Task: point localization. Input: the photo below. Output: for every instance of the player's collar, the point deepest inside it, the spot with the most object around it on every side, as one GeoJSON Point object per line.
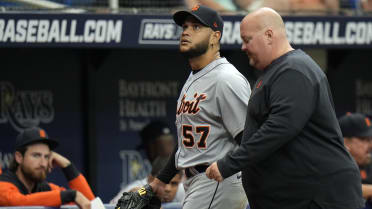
{"type": "Point", "coordinates": [209, 67]}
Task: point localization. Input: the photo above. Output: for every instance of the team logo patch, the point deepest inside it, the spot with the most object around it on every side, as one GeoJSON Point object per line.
{"type": "Point", "coordinates": [259, 84]}
{"type": "Point", "coordinates": [142, 191]}
{"type": "Point", "coordinates": [42, 134]}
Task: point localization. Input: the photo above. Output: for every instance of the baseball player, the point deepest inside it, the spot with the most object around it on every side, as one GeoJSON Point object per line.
{"type": "Point", "coordinates": [210, 114]}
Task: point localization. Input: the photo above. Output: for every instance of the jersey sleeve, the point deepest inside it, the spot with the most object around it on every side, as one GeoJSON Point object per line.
{"type": "Point", "coordinates": [232, 95]}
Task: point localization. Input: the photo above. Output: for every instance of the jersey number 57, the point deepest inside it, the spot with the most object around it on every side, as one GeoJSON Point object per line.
{"type": "Point", "coordinates": [189, 139]}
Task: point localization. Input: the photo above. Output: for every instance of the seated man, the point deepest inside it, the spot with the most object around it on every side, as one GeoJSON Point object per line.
{"type": "Point", "coordinates": [357, 131]}
{"type": "Point", "coordinates": [23, 184]}
{"type": "Point", "coordinates": [174, 191]}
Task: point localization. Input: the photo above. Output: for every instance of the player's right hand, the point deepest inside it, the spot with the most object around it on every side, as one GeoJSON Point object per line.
{"type": "Point", "coordinates": [158, 187]}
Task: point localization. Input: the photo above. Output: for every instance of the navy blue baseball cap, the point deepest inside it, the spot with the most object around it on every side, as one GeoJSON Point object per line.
{"type": "Point", "coordinates": [35, 135]}
{"type": "Point", "coordinates": [355, 125]}
{"type": "Point", "coordinates": [205, 15]}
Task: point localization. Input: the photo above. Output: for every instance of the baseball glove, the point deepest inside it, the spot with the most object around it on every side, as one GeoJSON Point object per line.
{"type": "Point", "coordinates": [144, 198]}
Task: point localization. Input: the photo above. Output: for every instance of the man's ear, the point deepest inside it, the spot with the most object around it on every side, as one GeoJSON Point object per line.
{"type": "Point", "coordinates": [269, 34]}
{"type": "Point", "coordinates": [18, 157]}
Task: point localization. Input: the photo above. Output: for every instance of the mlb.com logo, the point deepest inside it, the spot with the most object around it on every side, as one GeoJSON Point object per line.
{"type": "Point", "coordinates": [159, 31]}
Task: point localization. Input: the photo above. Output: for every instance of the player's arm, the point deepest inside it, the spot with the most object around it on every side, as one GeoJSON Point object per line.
{"type": "Point", "coordinates": [238, 137]}
{"type": "Point", "coordinates": [290, 109]}
{"type": "Point", "coordinates": [10, 196]}
{"type": "Point", "coordinates": [166, 174]}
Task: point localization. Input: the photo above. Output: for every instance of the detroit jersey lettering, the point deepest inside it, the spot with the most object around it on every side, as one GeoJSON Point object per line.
{"type": "Point", "coordinates": [211, 111]}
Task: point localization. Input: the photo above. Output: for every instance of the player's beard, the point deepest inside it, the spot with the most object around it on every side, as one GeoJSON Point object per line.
{"type": "Point", "coordinates": [196, 51]}
{"type": "Point", "coordinates": [38, 175]}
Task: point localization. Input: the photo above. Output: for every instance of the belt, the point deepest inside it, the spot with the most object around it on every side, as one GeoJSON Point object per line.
{"type": "Point", "coordinates": [192, 171]}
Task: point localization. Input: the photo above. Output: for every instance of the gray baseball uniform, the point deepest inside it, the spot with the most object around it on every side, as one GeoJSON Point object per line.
{"type": "Point", "coordinates": [211, 111]}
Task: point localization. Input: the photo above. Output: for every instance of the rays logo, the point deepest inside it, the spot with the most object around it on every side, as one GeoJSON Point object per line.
{"type": "Point", "coordinates": [159, 31]}
{"type": "Point", "coordinates": [23, 109]}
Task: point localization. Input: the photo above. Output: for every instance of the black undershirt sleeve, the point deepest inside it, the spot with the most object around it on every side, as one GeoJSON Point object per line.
{"type": "Point", "coordinates": [238, 138]}
{"type": "Point", "coordinates": [169, 171]}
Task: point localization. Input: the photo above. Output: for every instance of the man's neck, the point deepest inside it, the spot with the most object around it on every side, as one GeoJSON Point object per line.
{"type": "Point", "coordinates": [29, 184]}
{"type": "Point", "coordinates": [200, 62]}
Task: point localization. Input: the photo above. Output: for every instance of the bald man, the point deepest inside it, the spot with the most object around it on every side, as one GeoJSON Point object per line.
{"type": "Point", "coordinates": [292, 154]}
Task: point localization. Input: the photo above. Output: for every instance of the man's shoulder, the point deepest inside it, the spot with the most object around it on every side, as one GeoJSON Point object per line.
{"type": "Point", "coordinates": [8, 176]}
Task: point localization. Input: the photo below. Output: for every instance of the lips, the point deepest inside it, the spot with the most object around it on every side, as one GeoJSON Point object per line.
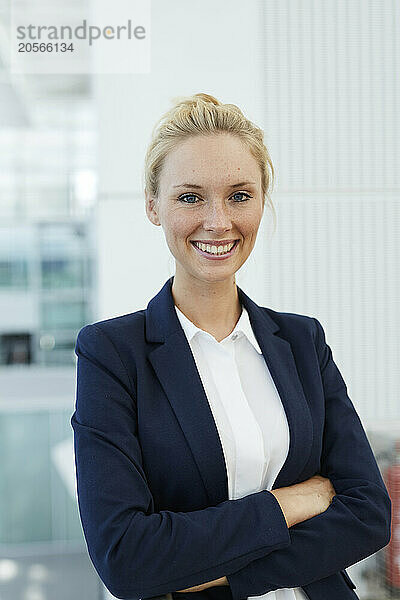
{"type": "Point", "coordinates": [217, 256]}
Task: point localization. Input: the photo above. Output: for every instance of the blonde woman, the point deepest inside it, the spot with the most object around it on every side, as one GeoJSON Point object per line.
{"type": "Point", "coordinates": [218, 454]}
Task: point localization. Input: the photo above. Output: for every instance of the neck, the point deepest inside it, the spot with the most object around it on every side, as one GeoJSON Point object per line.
{"type": "Point", "coordinates": [212, 306]}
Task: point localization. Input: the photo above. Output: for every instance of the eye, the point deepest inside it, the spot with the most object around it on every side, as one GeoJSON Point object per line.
{"type": "Point", "coordinates": [186, 198]}
{"type": "Point", "coordinates": [247, 196]}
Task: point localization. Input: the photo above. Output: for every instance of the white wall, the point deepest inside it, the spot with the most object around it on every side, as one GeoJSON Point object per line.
{"type": "Point", "coordinates": [322, 79]}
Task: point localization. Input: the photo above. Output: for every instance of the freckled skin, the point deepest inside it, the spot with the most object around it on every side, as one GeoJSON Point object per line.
{"type": "Point", "coordinates": [216, 215]}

■ Your assignment ■
The expected output is the full material above, unaltered, with pictures removed.

■ Written answer ■
Task: point localization. Input: the photo below. Output: for every instance of the player's collar, the point deepest inside it, the spot with the most object around it on every side, as one GeoJSON Point object per line.
{"type": "Point", "coordinates": [209, 67]}
Task: point localization. Input: the photo above. Output: for every instance of the team logo patch, the point deepest inside it, the spot with the most object around it on every side, as one GeoJSON Point object per line.
{"type": "Point", "coordinates": [259, 84]}
{"type": "Point", "coordinates": [142, 191]}
{"type": "Point", "coordinates": [42, 134]}
Task: point localization. Input: the photo above. Output: for every instance of the baseball player, the point deepest inside it, the spot with the most object around it on every side, as one GeoJSON Point object per line.
{"type": "Point", "coordinates": [210, 114]}
Task: point localization. Input: the photo above. Output: for every instance of the jersey sleeve, the point deepest inside it, the spot with the most object around it on every side, as one GeoJSON Point object per line.
{"type": "Point", "coordinates": [232, 95]}
Task: point localization. Input: the photo above. Output: for every instance of the jersey number 57, the point deepest inside it, the spot with the most object around it on every side, as one GeoJSON Point object per line.
{"type": "Point", "coordinates": [189, 139]}
Task: point localization. Input: the photo above. Output: for every instance of the seated man, the point deepest inside it, the spot with the most object around it on every side, as one GeoJSON Point object per line.
{"type": "Point", "coordinates": [357, 131]}
{"type": "Point", "coordinates": [23, 184]}
{"type": "Point", "coordinates": [174, 191]}
Task: point localization. Input: the photo above. Output: for every instance of the player's right hand, the point deepest inside it, the spot with the most object around it on every side, as one GeoJSON Point object per line.
{"type": "Point", "coordinates": [158, 187]}
Task: point localization. Input: the photo above. Output: for every instance of the navy blue baseball cap, the point deepest inside it, the spot with the most object around it on every side, as one GeoJSON Point object per line.
{"type": "Point", "coordinates": [35, 135]}
{"type": "Point", "coordinates": [355, 125]}
{"type": "Point", "coordinates": [205, 15]}
Task: point localization. Input: the photo above. Output: for every instance of the baseball glove, the point deepest inside it, the spot with the most object around it on every side, as one GeoJSON Point object per line.
{"type": "Point", "coordinates": [144, 198]}
Task: point localization. Input: the photo above. Output: for every instance of the man's ear, the point deepest inside it, the spot with the most object around it on every side, as one GeoJSON Point object per line.
{"type": "Point", "coordinates": [269, 34]}
{"type": "Point", "coordinates": [18, 157]}
Task: point localization. Input: the photo above. Output: for every instance of the mlb.com logo, the point deepest inside it, the spot with the most object around it on every side, as one GeoJSON Point object per line.
{"type": "Point", "coordinates": [159, 31]}
Task: point localization. Input: the photo above. Output: for every instance of the player's arm, the point deepest inside it, the spot with the most object around it on every side, as one GeoJSON Point object per line.
{"type": "Point", "coordinates": [238, 137]}
{"type": "Point", "coordinates": [290, 109]}
{"type": "Point", "coordinates": [10, 196]}
{"type": "Point", "coordinates": [166, 174]}
Task: point localization. Input: the photo above. Output: for every instance of the detroit jersey lettering, the point deepest inside it, the spot with the most object around it on every side, as one GeoJSON Point object per line.
{"type": "Point", "coordinates": [211, 111]}
Task: point localization. Input: the photo above. Output: for every instance of the player's beard, the point deepest inside it, the spot with the most object around it on every side, as one GeoJSON Point object per line.
{"type": "Point", "coordinates": [196, 51]}
{"type": "Point", "coordinates": [38, 175]}
Task: point localization. Input: the photo above. Output: for every instance of the belt, the point deepest inside it, the spot with the most object around it on every side, as one GeoJSON Point object per line.
{"type": "Point", "coordinates": [192, 171]}
Task: point localization. Input: the photo above. Output: for every instance of the gray baseball uniform, the point deepest inside it, the spot with the most object around it on every side, as one GeoJSON Point object per line.
{"type": "Point", "coordinates": [211, 111]}
Task: point localization. Input: the photo above. Output: for every instance of the rays logo, the point deepest inside it, the spot with the most object around it on every side, as one GeoJSON Point object per line.
{"type": "Point", "coordinates": [159, 31]}
{"type": "Point", "coordinates": [23, 109]}
Task: point localization. Input: the photo above. Output: for every instance of the black undershirt sleeve, the point deepest inside it, the spot with the most object around it on every side, as one GeoJSON Point object per line.
{"type": "Point", "coordinates": [238, 138]}
{"type": "Point", "coordinates": [169, 171]}
Task: point localization. Input: the photo above. Output: for every instance of the man's neck, the point deepest inside it, the spot with the most object around it on every side, as one GeoJSON Point object per line.
{"type": "Point", "coordinates": [29, 184]}
{"type": "Point", "coordinates": [200, 62]}
Task: point localization. Input: the photo above. Output: for every instance of the bald man, the point deepest inside it, the spot with the most object around it on every side, as one GeoJSON Point object per line.
{"type": "Point", "coordinates": [292, 154]}
Task: point localization. Input: the photo above. Output: for every instance of the man's shoulder, the point deepest inside it, the spot with the most object around it on every side, as one GeoJSON Point object per line.
{"type": "Point", "coordinates": [8, 176]}
Task: point localization. Input: the photo below. Output: for every instance of the lips, the point deepest inside it, the spot with the most object around it on every side, as one GeoJSON Point object per line.
{"type": "Point", "coordinates": [217, 256]}
Task: point localization. Input: the photo above. Output: for every instance of the blonde woman, the point deepest inside it, the spot with the most object around it on every side, as one GeoJSON Point object per line.
{"type": "Point", "coordinates": [218, 454]}
Task: point localization. Input: the photo above. Output: for every instance of the neck, the point deepest inside it, the spot with the most object around it on every side, as one GeoJSON Point object per line.
{"type": "Point", "coordinates": [212, 306]}
Task: point localization. Input: the photo above. Output: for every instance of the eye, the point deepest inside it, the spot with the most object around it on every side, as one GeoJSON Point object per line.
{"type": "Point", "coordinates": [186, 198]}
{"type": "Point", "coordinates": [247, 196]}
Task: point localization. Input: the photo above. Output: for every instance of the white wall, the point deepest inside it, the spot with the most object around it on every side, as one GeoJSON Point object per line.
{"type": "Point", "coordinates": [322, 79]}
Task: point localization. Input: the photo above. Output: for every instance of the freckled skin, the point deepest inside it, the spot with the most object around it on every side, as one GeoJSON Point object per line.
{"type": "Point", "coordinates": [216, 215]}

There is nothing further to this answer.